▼▼▼

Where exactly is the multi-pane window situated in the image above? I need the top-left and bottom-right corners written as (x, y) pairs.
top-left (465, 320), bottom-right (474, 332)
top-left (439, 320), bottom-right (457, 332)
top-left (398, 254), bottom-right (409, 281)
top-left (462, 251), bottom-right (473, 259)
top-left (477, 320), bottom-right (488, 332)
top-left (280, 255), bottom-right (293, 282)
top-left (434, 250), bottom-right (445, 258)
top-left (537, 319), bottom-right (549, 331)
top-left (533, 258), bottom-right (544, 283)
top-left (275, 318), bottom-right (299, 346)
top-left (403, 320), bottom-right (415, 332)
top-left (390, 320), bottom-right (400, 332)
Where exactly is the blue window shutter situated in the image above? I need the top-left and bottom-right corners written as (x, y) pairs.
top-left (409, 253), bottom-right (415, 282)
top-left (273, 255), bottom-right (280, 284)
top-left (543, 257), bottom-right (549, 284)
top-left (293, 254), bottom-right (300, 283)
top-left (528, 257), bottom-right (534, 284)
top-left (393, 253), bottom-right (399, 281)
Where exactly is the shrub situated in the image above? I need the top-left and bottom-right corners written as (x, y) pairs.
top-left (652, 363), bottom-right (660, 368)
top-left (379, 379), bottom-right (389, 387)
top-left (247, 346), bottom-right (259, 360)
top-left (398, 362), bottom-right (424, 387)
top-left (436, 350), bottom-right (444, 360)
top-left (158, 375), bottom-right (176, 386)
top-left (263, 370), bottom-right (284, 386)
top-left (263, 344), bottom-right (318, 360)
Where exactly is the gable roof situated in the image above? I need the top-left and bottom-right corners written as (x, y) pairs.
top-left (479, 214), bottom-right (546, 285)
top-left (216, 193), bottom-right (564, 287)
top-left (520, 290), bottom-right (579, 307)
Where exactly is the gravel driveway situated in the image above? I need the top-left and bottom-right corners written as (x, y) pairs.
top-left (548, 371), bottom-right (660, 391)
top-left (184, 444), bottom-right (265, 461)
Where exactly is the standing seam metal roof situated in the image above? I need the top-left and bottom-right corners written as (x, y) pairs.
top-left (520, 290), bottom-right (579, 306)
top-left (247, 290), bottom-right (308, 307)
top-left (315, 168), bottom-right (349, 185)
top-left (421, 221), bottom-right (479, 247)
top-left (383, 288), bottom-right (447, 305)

▲▲▲

• Exercise description: Copy out, exactly as written, the line that contains "Where exactly is the standing" along with every line that comes after it in the material above, and nothing else.

• Your solution:
Where exactly is the standing seam metal roof situated in the image above? I need the top-left and bottom-right corners written as (x, y) pairs.
top-left (520, 290), bottom-right (579, 306)
top-left (247, 290), bottom-right (308, 307)
top-left (315, 168), bottom-right (349, 185)
top-left (421, 221), bottom-right (479, 247)
top-left (383, 288), bottom-right (447, 305)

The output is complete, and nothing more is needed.